◆ **Task brief**: Reply with every entry, repeated exactly as given.

•••••

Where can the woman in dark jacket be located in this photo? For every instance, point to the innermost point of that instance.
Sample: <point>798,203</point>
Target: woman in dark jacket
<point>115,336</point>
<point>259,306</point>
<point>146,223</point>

•••••

◆ **Exercise output**:
Where can the woman in dark jacket be located in this photo? For every instance, point to the innermost point of that instance.
Sample: <point>798,203</point>
Target: woman in dark jacket
<point>115,336</point>
<point>259,306</point>
<point>146,223</point>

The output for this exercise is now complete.